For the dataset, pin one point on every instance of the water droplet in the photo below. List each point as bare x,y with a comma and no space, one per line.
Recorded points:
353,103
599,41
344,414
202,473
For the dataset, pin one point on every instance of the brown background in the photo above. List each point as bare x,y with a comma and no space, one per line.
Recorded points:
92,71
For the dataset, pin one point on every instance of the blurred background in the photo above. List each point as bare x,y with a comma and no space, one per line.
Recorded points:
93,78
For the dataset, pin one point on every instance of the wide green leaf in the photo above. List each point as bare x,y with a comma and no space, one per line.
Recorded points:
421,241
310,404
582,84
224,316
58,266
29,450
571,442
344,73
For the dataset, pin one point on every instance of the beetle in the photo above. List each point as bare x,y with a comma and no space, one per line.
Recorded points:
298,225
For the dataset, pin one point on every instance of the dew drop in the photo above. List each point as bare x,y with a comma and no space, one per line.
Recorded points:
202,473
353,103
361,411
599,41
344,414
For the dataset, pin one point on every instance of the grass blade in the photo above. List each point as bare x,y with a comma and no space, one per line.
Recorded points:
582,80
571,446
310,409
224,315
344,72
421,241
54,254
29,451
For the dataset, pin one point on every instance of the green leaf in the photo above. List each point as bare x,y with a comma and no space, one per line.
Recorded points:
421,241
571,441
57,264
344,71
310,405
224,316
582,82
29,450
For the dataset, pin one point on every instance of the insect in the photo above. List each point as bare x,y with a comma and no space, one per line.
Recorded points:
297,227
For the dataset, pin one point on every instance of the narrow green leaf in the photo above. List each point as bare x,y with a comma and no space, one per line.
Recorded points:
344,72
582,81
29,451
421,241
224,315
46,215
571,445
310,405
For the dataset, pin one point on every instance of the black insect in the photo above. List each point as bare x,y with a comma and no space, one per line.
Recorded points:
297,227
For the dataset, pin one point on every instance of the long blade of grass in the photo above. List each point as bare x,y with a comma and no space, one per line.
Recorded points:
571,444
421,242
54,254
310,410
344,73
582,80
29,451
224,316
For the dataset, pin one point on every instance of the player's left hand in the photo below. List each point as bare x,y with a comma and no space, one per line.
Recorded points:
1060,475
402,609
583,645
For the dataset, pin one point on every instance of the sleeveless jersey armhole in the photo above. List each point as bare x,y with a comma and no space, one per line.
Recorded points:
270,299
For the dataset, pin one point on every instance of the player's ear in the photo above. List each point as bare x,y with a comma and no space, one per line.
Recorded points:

**EXERCISE PROMPT**
Extract the data in full. Keep it word for word.

**WRITTEN SOLUTION**
For the dataset, pin one point on every instance of the water droplet in the photo below. List each point as bare x,y with a comma and no space, one per line.
Recorded points:
353,103
599,41
344,414
202,473
For the dataset, pin one point on every instance of the brown background in the photo above. List each point as bare x,y with a comma and no space, one per line.
Recorded points:
92,71
For the dataset, pin one point on every instance of the blurred background in the photo above. List each point as bare x,y with a comma and no space, one per line.
Recorded points:
93,78
For the dataset, pin one point on every instance of the wide green leaf in the photo above. List each point as bare x,y with a comma and no space, one per line.
Recorded points:
421,241
310,404
582,84
224,316
58,266
29,450
571,442
344,73
For the dataset, pin one point on every instance of the beetle in the photo above. List each point as bare x,y with a comma and no space, one per line.
Recorded points:
298,225
For the dataset, pin one point on every instance of the dew drop in the photo above. List each point as bare x,y with a comma and no space, one per line.
Recorded points:
202,473
353,103
361,411
599,41
344,414
For the dataset, pin one point on every instance of the grass blade in the photo above. List each point as bare x,y with a comma and no space, one per line.
Recorded points:
582,80
571,446
310,409
224,315
344,72
421,241
54,254
29,451
For the dataset, pin one point on every instance of the green leaf in the photo above. List each point as bare x,y with a comma and no space, one per line.
Recorded points:
421,241
571,441
57,264
344,71
310,405
224,316
582,82
29,450
For the dataset, pin one point on every instance of the insect in the photo above. List each point as bare x,y with a comma and no space, one per line.
Recorded points:
297,227
For the dataset, pin one point on every instance of the narrow green leaf in the photo above. List each point as bare x,y with a comma and no space, one per line.
Recorded points:
344,72
582,81
29,451
421,241
224,315
46,215
571,445
310,405
For the dataset, pin one point on every instance of the black insect in the photo above. List each point as bare x,y with a comma and no space, one per line.
Recorded points:
297,227
For the dataset, pin one point on every instance of the long blade of grass in the photo above. List each point as bare x,y with a comma and no space, one per line.
Recorded points:
571,444
421,242
54,254
310,410
344,73
582,80
29,451
224,316
For the dataset, pin one point on every instance of the player's left hand in the photo below. List each point as bare x,y with a comma and no space, one per line.
Recorded points:
1060,475
402,609
583,645
For the dataset, pin one point on every instance of the sleeveless jersey armhole in the photo above. List each point as bare x,y with a comma and no space, one per line.
Recorded points:
270,299
For the dataset, pin one point on every instance of the player's ear in the photo above. List each point as bare x,y with a comma and no space, one per line.
Recorded points:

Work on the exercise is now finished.